### To-do list
1. Name every company the dividend stock newsletter discusses, each with its ticker symbol.
2. The dividend stock newsletter reports a drop in Microchip Technology's share price. Explain why it still calls the stock worth keeping an eye on.
3. Go on with the newsletter about dividend stock earnings from where it stops.

### Quoted text
begin

I just released a new YouTube video and I’m excited to share the highlights in this newsletter. Today, I break down the earnings reports from seven high-quality dividend stocks.

Let’s do this!

The Key Story

7 Dividend Stocks With BIG Moves After Earnings

Each of these companies has a strong history of dividend growth and yields between 2% and 5%, making them interesting opportunities for long-term dividend investors.

1. HSY (Hershey)
Hershey surprised the market by rising 4.4% after its earnings beat expectations. Despite concerns over rising cocoa prices and anticipated margin pressures in 2025, Hershey posted impressive quarterly gains in net sales and EPS. Although the dividend growth might slow after recent large increases, I see Hershey as a strong long-term dividend growth play.

2. PM (Philip Morris International)
Philip Morris International delivered an excellent quarter, climbing nearly 11% post-earnings. The standout was their nicotine pouch brand, Zyn, which saw shipments jump by 51%. With solid organic revenue growth and strong EPS performance, I believe PM is a solid holding for dividend growth investors.

3. SNA (Snap-on Incorporated)
Snap-on, a classic dividend growth machine, fell about 4.5% after earnings. They missed on revenue by a small margin and experienced a dip in organic sales in their largest business segment. However, improved operating margins in key groups and a track record of around 15% dividend increases make Snap-on an underrated candidate.

4. MCHP (Microchip Technology)
Microchip Technology saw its stock decline nearly 7% after earnings, mainly due to excess inventory. Although the miss on revenue and EPS is a cautionary note, the fact that this dividend stock continues to raise its payout quarterly makes it worth keeping an eye on.

end

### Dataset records

begin

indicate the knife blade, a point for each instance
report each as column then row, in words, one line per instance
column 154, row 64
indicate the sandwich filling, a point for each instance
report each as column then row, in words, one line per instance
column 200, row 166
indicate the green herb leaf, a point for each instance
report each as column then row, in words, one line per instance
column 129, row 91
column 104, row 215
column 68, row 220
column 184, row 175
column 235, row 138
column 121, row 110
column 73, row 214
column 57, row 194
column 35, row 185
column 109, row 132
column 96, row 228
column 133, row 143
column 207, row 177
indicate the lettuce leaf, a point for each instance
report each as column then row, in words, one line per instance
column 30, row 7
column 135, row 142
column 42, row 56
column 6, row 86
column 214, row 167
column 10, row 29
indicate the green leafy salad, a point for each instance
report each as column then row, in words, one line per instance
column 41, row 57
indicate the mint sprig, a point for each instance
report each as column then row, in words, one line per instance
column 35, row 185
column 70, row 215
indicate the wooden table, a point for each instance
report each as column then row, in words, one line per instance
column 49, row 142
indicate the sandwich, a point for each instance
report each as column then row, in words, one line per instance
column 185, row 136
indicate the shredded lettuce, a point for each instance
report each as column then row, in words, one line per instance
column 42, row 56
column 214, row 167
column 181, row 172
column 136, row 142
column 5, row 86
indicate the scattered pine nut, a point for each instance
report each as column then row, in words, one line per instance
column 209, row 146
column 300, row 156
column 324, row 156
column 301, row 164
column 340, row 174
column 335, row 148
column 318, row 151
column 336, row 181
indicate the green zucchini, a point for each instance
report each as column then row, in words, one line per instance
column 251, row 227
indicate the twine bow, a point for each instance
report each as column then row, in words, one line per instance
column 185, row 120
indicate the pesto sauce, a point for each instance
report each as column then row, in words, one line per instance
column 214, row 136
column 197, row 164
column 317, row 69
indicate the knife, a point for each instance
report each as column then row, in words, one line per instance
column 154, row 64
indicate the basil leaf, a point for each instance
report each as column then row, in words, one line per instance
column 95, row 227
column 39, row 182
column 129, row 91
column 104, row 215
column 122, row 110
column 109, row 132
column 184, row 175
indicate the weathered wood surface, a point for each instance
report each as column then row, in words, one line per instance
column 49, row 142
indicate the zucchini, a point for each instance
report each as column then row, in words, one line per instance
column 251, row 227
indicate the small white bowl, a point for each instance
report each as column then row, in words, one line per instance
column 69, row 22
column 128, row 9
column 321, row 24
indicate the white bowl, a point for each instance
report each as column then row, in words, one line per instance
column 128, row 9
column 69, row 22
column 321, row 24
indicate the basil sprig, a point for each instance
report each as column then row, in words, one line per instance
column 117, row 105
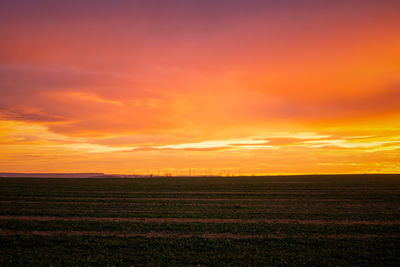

end

### Per-task outputs
1. Hershey (HSY), Philip Morris International (PM), Snap-on Incorporated (SNA), Microchip Technology (MCHP)

2. Microchip Technology fell nearly 7% after earnings, mainly because of excess inventory, and it missed on revenue and EPS. Even so, it continues to raise its dividend every quarter, and that is why the newsletter says it is worth watching.

3.
5. DIS (Walt Disney Company)
Disney’s earnings were a bit of a mixed bag. They beat revenue and EPS expectations, driven by blockbuster movies and profitable streaming growth, yet the stock fell about 4% after reporting. The dip in Disney+ subscribers and higher capital expenditures weighed on results. Still, with streaming becoming a profitable growth business, Disney looks set to for strong returns from this price.

6. TROW (T. Rowe Price)
T. Rowe Price experienced a 5% selloff after missing revenue and EPS estimates. Despite that, its low valuation, attractive 4.45% dividend yield, and strong free cash flow suggest it could be a bargain. I see this as an opportunity if the company’s fundamentals continue to improve.

7. YUM (Yum Brands)
Finally, Yum Brands surged nearly 10% post-earnings. While the revenue and EPS beats were modest, positive developments like strong Taco Bell performance and international expansion for KFC—along with a 6% dividend increase—boosted investor sentiment. Yum continues to be a reliable dividend growth play in the restaurant sector.

For a deeper dive into each company, I invite you to visit dividenddata.com for interactive tools and detailed analysis.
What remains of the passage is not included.